=== Section Start ===

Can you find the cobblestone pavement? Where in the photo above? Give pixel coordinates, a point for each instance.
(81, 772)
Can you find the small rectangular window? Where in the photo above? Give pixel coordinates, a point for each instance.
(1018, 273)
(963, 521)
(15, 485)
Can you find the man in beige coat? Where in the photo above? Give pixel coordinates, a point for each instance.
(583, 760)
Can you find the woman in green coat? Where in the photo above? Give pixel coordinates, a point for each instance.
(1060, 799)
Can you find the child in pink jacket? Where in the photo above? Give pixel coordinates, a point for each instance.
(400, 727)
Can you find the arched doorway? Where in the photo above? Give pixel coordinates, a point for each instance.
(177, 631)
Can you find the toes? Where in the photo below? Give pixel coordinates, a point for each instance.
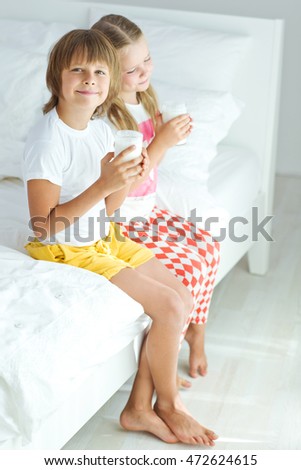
(193, 372)
(183, 383)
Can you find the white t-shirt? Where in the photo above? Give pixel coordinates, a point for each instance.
(70, 159)
(142, 200)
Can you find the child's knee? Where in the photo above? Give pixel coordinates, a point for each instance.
(174, 309)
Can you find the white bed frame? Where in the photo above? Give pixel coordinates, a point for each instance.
(258, 86)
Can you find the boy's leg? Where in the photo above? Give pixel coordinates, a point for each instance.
(138, 414)
(168, 313)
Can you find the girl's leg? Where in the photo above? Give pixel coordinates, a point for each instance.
(150, 285)
(177, 228)
(187, 265)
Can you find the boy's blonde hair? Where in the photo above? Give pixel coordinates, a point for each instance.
(90, 45)
(122, 32)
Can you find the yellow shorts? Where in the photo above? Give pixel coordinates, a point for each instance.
(106, 257)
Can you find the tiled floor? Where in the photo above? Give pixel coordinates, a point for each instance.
(252, 394)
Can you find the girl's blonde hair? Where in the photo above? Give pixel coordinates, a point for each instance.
(122, 32)
(90, 45)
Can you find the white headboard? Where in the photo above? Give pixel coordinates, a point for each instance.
(258, 83)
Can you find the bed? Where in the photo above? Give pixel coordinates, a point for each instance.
(62, 355)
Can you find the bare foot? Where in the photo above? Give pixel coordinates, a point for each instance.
(195, 337)
(183, 383)
(185, 427)
(146, 420)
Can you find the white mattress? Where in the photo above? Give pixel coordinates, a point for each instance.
(234, 179)
(230, 190)
(57, 323)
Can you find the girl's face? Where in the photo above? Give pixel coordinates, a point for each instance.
(85, 85)
(136, 69)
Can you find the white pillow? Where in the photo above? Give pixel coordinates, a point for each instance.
(22, 91)
(33, 36)
(24, 46)
(195, 57)
(213, 113)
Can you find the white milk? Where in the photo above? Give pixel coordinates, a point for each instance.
(124, 139)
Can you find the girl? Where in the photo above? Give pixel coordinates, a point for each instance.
(72, 181)
(191, 254)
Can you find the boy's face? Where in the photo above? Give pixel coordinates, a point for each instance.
(85, 85)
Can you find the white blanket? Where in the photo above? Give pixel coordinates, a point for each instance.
(57, 322)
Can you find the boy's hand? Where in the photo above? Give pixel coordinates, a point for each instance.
(116, 174)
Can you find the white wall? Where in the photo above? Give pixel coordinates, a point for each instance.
(289, 139)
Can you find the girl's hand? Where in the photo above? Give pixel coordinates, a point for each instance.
(173, 131)
(116, 174)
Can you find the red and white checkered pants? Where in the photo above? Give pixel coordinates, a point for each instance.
(189, 253)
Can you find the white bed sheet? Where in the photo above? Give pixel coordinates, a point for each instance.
(56, 321)
(234, 182)
(234, 179)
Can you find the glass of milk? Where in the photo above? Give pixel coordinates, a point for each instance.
(172, 109)
(124, 139)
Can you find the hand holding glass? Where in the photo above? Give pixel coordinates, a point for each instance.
(125, 139)
(170, 110)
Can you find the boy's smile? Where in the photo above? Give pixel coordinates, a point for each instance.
(84, 87)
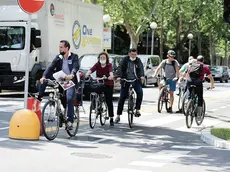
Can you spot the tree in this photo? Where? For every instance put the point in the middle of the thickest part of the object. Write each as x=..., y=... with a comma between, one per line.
x=134, y=15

=== Section End ===

__Problem details__: Give back the whole listing exactly, without pictures.

__Response area__:
Can you find the cobblestone pavement? Where in the photo above? Give pixel coordinates, a point for each instance.
(81, 772)
Can you find the small rectangular window? Where in the photo above? Give pixel coordinates, a point for each instance.
(1018, 273)
(963, 521)
(15, 485)
Can you find the man in beige coat? Where in the photo above? Give pixel coordinates, a point for each instance.
(583, 760)
Can you find the woman in green coat? Where in the photo above? Give pixel coordinates, a point for each instance.
(1060, 799)
Can you find the child in pink jacket? Where in the photo above? Give pixel coordinates, a point for each instance.
(400, 727)
Can you find the arched doorway? Where in the photo above? Give pixel coordinates, a point for each instance.
(177, 631)
Can you find the toes? Where in the photo below? Give pixel coordinates, a point for each instance.
(193, 372)
(183, 383)
Can you find the white t-shirt? Where in the photo above? Give pixel coordinates, a point for each instance.
(70, 159)
(142, 200)
Can you find the child's knee? Where in the photo above? Give pixel coordinates, a point for each instance.
(174, 309)
Can you find the white bed frame? Where in the photo above? Give pixel coordinates, a point for each instance.
(258, 86)
Can you find the boy's leg? Where in the photo above? Give pixel coordinates, a point for each instance.
(138, 414)
(168, 313)
Can you find the girl's leg? Where in the photo above? Give pixel coordinates, a point for each instance.
(150, 285)
(177, 228)
(187, 265)
Can you find the boy's blonde hair? Where in the photo above? Give pixel coordinates, a point for each instance.
(90, 45)
(122, 32)
Can you find the yellow shorts? Where in the photo above? Give pixel coordinates, a point for each instance.
(106, 257)
Can you find the tiled floor? Where in the photo above? Give pixel coordinates, a point for each instance.
(252, 394)
Can you find the girl's blonde hair? Where in the photo above? Give pixel coordinates, a point for each instance.
(122, 32)
(90, 45)
Can you find the white headboard? Where in the photo above? Give pixel coordinates, a point for each instance.
(258, 83)
Can you find the bed? Where in the photo above? Give pixel coordinates, a point for each instance.
(62, 355)
Can you find the bare foot? Where in the photo above? Give pixel coordinates, a point for each instance.
(195, 337)
(183, 383)
(185, 427)
(146, 420)
Can you find the white mattress? Where in the photo above? Give pixel coordinates, a point for each instance.
(234, 179)
(230, 190)
(57, 323)
Can you find the girl's face? Where in the photo above? Give pixel coordinates, a point for each instance.
(85, 85)
(136, 69)
Can you find the white pillow? Where in the photo above? Give pixel coordinates, a point for each instance.
(22, 91)
(33, 36)
(24, 46)
(195, 57)
(213, 113)
Can you find the white milk? Where in the photo above? Give pixel coordinates, a point for each instance.
(124, 139)
Can you find the girl? Where in the photo above? Give pixel coordinates, a point for each instance.
(72, 181)
(191, 254)
Can you find the boy's face? Where in the photo above? Give pixel coordinates, a point for each instance.
(85, 85)
Can you find the white blanket? Where in the photo above? Give pixel coordinates, a point for each instance.
(57, 322)
Can you find the boy's hand? Where in the photo above? Give pixel coordinates, a point for each instance.
(116, 174)
Can you find the white wall? Where in the photo above? Give pixel coordinates, a point for each instance.
(289, 139)
Can you find the girl's hand? Where in the photo above? Give pixel coordinates, a point for each instance.
(173, 131)
(116, 174)
Can you find the red and white checkered pants? Where in the photo above? Give pixel coordinates, a point for each instance.
(189, 253)
Can you find the white bed sheet? Where in the photo above? Give pixel coordinates, a point for each instance.
(56, 321)
(234, 182)
(234, 179)
Can you find the glass of milk? Where in the photo above? Give pixel coordinates, a point for each instance.
(172, 109)
(124, 139)
Can you find the hand holding glass? Where in the photo above? Give pixel coordinates, a point for each instance.
(125, 139)
(170, 110)
Can you find the boy's smile? Where in the photo above? Give pixel coordinates, a point for each instance.
(84, 87)
Can you spot the tree in this photo? Where? For every instance put the point in the middle of the thickest part of the object. Write each as x=..., y=... with a comma between, one per line.
x=134, y=15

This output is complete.